### Quoted passage:

Cincinnati Children’s Hospital hosted the Middle School Science Symposium (MSSS) on Friday, October 25, 2019. Supported through a generous grant from the Charlotte R. Schmidlapp Foundation of Fifth Third Bank, the MSSS, a component of the Schmidlapp STEM Scholars (Sᶾ) Program, was created to provide girls with opportunities to learn about careers in biomedical research and healthcare, and to strengthen the pipeline of racially/ethnically and/or socioeconomically underrepresented women for careers in those fields. Thirty-five (35) students from two local middle schools participated in the program and had an opportunity to meet and learn first-hand about the work of doctors, scientists and allied health professionals who work in clinical and research facilities at CCHMC.
“Early exposure to careers in biomedical research and healthcare is critical if we are to increase the representation of young women from groups historically underrepresented in these fields. Through the generosity of the Charlotte R. Schmidlapp Foundation, we are able to expose these students to the vast array of career options in these fields. Waiting until high school, college, or post-graduate training is simply too late. We must build the pipeline, and that work has to start in middle school or earlier if we are to achieve optimal ethnic/racial/socio-economic diversity in higher-level positions in biomedical research/healthcare.” (Dr. Jamilah Hackworth, Sᶾ Program Director)
Representatives from many different careers participated in the MSSS including: occupational and physical therapy; radiologic technology; physicians from Adolescent Medicine, Endocrinology, and Hospital Medicine; mental health and psychology from Behavioral Medicine and Clinical Psychology and Developmental and Behavioral Pediatrics; nursing; 3D printing; cell biology and analysis, cardiology research; social work, and the Schubert Research Clinic.
A program within the Center for Clinical Translational Science and Training (CCTST), the Schubert Research Clinic (SRC) brings together all services supporting clinical trials in one location making the process of planning and conducting trials convenient for both investigator and participant. Within the clinic are four service areas: Research Nursing Core, Bionutrition, Body Composition, and a Biochemistry Laboratory. The Bionutrition Core is equipped with a metabolic research kitchen for preparing and delivering meals for feeding studies or food challenges.

Records from a data source:
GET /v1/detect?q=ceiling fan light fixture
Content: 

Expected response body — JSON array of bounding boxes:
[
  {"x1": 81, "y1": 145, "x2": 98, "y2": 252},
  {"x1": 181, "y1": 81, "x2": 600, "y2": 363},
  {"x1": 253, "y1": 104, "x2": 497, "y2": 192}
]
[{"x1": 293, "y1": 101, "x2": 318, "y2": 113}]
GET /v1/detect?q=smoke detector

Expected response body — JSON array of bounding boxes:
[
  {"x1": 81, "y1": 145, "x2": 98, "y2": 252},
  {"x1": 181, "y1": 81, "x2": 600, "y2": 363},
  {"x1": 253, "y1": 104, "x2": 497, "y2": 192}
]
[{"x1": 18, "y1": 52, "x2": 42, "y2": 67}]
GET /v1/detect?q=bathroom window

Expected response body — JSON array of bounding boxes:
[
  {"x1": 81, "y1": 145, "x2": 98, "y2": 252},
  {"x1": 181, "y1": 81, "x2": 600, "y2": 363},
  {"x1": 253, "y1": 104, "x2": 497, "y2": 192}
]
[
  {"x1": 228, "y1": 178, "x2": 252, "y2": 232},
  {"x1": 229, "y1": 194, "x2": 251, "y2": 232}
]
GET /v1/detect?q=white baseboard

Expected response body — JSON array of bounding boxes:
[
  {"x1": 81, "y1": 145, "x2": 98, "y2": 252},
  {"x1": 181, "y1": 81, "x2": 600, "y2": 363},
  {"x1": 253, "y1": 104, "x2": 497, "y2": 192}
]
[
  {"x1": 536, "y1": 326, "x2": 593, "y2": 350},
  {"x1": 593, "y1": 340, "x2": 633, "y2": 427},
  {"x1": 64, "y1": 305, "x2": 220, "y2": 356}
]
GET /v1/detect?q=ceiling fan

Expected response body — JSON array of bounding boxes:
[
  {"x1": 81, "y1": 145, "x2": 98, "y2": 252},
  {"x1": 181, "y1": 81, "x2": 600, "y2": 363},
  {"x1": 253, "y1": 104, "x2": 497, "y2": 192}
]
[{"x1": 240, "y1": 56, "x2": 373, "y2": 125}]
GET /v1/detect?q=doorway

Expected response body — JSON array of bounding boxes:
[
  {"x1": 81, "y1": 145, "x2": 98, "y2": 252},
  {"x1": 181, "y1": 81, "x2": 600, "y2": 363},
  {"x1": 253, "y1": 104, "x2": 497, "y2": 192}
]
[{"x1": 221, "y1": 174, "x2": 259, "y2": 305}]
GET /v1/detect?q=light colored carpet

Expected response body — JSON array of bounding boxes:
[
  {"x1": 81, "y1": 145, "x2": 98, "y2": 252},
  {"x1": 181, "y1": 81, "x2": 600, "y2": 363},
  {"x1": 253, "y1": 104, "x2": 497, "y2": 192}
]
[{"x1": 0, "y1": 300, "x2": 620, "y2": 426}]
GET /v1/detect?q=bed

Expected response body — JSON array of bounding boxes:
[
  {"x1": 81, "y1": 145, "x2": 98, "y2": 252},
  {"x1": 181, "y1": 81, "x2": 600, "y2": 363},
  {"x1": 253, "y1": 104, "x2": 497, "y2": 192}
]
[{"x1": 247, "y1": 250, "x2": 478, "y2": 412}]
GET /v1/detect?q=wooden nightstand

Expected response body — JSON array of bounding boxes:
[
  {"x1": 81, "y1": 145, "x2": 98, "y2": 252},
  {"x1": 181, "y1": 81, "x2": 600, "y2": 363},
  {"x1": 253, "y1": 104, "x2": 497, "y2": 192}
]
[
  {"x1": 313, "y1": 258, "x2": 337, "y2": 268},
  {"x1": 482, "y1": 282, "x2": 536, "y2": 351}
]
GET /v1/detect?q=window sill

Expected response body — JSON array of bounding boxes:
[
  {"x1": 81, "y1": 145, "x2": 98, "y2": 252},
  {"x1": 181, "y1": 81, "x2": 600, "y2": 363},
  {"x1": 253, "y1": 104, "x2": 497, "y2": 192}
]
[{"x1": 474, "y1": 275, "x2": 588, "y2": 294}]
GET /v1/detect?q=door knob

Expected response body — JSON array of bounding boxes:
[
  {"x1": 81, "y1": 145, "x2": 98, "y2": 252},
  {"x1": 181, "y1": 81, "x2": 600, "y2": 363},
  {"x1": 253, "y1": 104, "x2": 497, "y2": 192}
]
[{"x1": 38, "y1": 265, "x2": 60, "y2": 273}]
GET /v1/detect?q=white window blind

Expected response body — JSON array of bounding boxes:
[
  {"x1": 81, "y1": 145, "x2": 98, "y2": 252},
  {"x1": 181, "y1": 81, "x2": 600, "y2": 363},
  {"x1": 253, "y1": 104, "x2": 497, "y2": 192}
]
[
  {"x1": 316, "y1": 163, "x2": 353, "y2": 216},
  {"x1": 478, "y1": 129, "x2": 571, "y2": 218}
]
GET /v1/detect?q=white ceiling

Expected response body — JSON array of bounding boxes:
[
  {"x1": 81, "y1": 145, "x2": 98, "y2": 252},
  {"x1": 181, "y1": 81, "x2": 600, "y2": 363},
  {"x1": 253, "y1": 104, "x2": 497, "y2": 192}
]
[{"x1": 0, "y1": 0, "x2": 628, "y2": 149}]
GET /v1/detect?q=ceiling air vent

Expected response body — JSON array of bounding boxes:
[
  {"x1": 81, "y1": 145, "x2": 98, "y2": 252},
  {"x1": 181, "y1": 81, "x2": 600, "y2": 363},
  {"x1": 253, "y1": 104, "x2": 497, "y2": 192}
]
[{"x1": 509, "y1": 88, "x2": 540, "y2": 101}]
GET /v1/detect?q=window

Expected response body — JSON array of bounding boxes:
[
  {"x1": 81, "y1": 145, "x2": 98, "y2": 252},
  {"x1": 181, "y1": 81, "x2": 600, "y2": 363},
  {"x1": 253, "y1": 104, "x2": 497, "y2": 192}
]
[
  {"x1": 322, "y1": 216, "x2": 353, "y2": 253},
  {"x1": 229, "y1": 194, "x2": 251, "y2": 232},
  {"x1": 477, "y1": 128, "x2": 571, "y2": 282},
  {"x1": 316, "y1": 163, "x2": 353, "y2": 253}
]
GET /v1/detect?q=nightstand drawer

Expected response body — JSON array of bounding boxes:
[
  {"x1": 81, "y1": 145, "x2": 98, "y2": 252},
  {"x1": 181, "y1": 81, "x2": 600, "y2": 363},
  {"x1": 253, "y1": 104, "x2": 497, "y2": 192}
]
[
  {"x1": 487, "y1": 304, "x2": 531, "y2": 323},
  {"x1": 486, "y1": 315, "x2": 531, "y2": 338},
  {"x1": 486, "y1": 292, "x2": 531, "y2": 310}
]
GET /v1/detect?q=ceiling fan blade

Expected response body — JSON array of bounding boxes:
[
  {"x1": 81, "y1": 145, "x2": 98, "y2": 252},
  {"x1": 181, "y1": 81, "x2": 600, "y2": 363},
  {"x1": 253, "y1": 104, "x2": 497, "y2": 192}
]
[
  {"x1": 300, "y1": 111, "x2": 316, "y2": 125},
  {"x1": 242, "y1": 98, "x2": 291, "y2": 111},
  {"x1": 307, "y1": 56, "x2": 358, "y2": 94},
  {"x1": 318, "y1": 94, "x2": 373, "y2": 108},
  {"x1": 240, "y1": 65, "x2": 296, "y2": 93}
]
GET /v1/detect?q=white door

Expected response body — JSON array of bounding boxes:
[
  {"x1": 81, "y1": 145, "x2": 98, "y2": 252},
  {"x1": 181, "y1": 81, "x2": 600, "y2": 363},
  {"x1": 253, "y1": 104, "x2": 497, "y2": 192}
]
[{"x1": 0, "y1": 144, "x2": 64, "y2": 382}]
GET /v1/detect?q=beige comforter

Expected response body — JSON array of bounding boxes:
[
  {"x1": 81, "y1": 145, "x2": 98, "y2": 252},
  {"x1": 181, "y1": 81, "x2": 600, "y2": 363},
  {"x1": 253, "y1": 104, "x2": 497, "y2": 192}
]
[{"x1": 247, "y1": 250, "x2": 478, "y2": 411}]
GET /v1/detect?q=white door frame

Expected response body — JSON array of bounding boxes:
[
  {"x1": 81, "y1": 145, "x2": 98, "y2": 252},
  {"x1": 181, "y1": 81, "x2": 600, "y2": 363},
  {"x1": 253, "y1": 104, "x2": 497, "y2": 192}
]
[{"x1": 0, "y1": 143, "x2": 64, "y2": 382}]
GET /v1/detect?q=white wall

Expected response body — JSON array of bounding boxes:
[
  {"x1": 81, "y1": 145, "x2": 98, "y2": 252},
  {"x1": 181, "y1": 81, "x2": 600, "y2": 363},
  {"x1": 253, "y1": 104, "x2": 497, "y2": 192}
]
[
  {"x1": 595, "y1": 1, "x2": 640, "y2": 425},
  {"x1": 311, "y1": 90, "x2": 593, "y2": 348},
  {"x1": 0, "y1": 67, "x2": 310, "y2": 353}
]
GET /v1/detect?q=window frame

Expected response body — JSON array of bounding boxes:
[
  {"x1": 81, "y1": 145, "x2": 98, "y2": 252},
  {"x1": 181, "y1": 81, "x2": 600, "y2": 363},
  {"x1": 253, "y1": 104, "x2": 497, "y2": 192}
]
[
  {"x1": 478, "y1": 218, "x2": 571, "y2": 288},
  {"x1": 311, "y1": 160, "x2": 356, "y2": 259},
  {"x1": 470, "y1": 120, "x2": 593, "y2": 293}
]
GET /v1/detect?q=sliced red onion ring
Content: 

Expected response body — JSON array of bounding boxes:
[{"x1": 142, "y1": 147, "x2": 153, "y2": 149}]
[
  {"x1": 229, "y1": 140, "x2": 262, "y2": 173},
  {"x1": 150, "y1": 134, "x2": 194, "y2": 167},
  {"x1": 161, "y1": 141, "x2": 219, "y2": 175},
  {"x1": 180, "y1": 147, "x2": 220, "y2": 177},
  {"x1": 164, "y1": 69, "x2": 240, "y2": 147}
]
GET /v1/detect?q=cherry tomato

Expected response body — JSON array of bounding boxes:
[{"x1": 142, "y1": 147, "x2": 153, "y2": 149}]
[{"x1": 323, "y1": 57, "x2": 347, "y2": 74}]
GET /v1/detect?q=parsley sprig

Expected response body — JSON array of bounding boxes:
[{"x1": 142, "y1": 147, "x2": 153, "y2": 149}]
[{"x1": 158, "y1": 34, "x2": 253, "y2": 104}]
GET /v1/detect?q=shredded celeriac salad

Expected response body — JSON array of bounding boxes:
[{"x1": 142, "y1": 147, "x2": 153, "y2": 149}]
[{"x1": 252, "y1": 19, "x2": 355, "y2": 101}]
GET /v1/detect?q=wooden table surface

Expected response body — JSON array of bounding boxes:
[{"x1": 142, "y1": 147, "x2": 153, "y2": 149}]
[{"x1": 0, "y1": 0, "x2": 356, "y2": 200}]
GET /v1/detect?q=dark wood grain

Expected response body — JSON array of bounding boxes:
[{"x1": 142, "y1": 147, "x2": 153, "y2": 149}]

### Work order 1:
Answer these from the text on the Middle School Science Symposium:
(a) How many students took part, and from how many local middle schools?
(b) Who is quoted as the Sᶾ Program Director?
(c) What four service areas does the Schubert Research Clinic contain?
### Work order 2:
Pick up the text on the Middle School Science Symposium after its final sentence and continue it.
None of these items is needed.

### Answer area 1:
(a) Thirty-five (35) students from two local middle schools.
(b) Dr. Jamilah Hackworth.
(c) Research Nursing Core, Bionutrition, Body Composition, and a Biochemistry Laboratory.

### Answer area 2:
Two groups from the MSSS visited the SRC metabolic kitchen for an introduction to the research-focused registered dietitian (RD) career, including required education and job responsibilities. Suzanne Summer, RD, Manager of SRC Bionutrition and Body Composition, led and facilitated these metabolic kitchen sessions. The career-focused discussion led one student to inquire more about the registered dietitian profession, asking about what Suzanne learned in school and what her job was like in a hospital setting.
Following the presentation, the students conducted an experiment analyzing the varying levels of antioxidants in fresh foods (e.g. blueberries) versus packaged, processed foods (e.g. blueberry Kool-Aid). The experiment demonstrated how foods high in antioxidants fight-off the cell damaging free radicals inside the human body, helping protect us from disease.
When reflecting on the session in the metabolic kitchen, one student noted, “it was an interactive learning experience that helped us understand the importance of health”. Another student commented, “I liked that we got to do an experiment because it actually showed us how it worked instead of just telling us.”